Recorded data:
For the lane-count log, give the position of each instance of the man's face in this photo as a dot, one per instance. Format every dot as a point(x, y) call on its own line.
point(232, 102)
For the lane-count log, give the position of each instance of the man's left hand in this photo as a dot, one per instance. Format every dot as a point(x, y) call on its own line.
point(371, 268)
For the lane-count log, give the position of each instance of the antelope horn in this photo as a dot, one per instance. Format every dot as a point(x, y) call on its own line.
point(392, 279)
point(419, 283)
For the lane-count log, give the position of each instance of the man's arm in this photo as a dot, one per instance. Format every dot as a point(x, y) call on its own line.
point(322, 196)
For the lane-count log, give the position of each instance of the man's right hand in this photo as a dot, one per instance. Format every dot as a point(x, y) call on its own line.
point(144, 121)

* **Your goal**: Please convert the lines from the start of the recorded data through the line containing "point(419, 283)", both ends included, into a JSON list of strings, one string per line, with blank lines left out.

* **Final result**:
[
  "For the lane-count log, give the position of each instance of the man's face in this photo as a dot, one per instance. Format every dot as a point(x, y) call on its own line.",
  "point(232, 102)",
  "For the lane-count log, give the position of each instance of the man's left hand in this photo as a dot, one per instance. Format every dot as a point(x, y) call on its own line.",
  "point(371, 268)",
  "For the lane-count log, give the position of each instance of the antelope horn in this photo as a dot, one per instance. Format every dot as a point(x, y) call on its own line.",
  "point(392, 279)",
  "point(419, 283)"
]